▶ _DATA LISTING_
▼

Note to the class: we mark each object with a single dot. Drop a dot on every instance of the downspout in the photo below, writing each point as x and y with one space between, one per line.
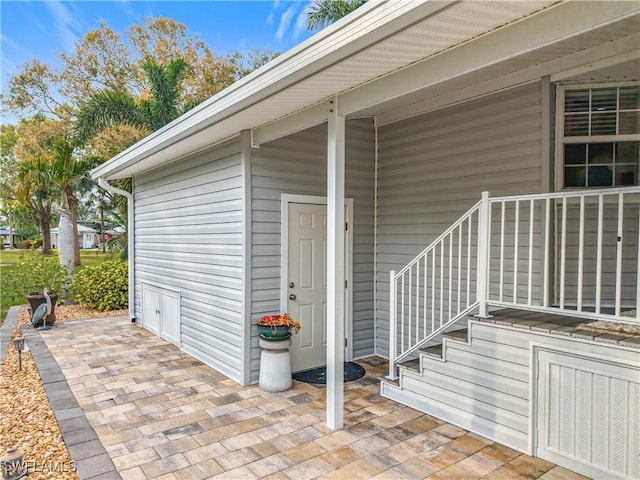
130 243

▲
▼

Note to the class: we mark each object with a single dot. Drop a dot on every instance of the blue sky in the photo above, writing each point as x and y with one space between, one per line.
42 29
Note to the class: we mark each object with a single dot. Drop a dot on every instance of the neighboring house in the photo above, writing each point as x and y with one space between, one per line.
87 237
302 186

▲

▶ _WHAT THE TASK REQUIRES_
From the data above, pull out each line that contains the word "photo" and copy those lines unchanged, one per line.

▶ _RESPONSE TO THE EXERCISE_
Note to the class: we mark each object with a single dot. Drop a dot on every instance of the downspout in the photo below, writing each point as x and y with one space between, one per line.
Note to the class: we mark each object with a single dot. Drop a dot on every instance of the blue sky in the photo above, writing each point as x and y with one space between, one per line.
Note to the class: we mark each object with a single dot. Drop a dot on every instance of the neighboring house in the photo above, writing each point as x and y with one space between, one per line.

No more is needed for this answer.